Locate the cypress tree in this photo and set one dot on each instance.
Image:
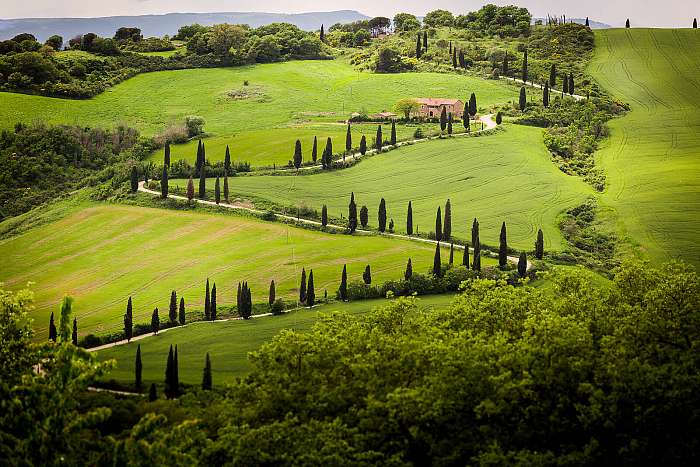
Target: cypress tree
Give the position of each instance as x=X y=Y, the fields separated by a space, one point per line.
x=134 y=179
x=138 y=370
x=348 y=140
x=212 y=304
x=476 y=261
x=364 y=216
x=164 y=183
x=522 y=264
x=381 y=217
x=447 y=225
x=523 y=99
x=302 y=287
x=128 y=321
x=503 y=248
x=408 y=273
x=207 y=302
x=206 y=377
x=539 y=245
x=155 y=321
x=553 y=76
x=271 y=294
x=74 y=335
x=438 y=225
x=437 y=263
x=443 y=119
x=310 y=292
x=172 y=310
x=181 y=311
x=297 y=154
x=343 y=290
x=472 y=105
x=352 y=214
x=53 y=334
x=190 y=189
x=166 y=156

# # #

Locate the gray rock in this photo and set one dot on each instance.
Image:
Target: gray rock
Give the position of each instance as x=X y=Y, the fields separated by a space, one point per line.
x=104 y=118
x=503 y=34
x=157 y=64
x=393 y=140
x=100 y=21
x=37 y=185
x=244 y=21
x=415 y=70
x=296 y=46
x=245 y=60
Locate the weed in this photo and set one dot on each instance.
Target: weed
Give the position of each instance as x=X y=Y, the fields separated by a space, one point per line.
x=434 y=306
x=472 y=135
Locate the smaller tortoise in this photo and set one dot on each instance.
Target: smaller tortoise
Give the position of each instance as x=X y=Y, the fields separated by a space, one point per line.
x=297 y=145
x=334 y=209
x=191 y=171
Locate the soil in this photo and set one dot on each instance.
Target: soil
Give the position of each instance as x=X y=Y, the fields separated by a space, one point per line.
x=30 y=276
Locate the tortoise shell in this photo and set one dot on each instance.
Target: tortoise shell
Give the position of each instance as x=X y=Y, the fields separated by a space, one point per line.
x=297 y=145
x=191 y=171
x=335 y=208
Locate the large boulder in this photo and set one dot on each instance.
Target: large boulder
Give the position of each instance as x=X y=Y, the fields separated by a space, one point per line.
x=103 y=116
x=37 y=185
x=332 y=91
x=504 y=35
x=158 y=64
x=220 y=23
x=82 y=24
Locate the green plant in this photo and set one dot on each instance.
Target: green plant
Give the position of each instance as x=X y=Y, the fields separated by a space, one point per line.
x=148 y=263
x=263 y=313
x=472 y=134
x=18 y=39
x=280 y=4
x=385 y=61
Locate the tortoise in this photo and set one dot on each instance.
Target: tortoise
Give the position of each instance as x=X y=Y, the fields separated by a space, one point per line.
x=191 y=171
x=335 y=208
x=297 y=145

# # #

## Task statement:
Pick out each line in the entries above that contains the word "this" and copy it out in full. Case matters, so only an exact match in capitals and lowercase counts.

## Answer to the task:
Locate the cypress tree in this photo and set one dot on each instance.
Locate the gray rock in this photo and set one dot on each instance.
Locate the weed in this photo and set one dot on each instance.
Locate the smaller tortoise in this photo and set one dot on each instance.
Locate the soil in this photo and set one dot on each instance.
Locate the tortoise shell in this photo and set one dot on each instance.
Locate the large boulder in this photo and set one dot on each instance.
Locate the green plant in this photo and set one dot on each instance.
Locate the tortoise in this photo and set one dot on each instance.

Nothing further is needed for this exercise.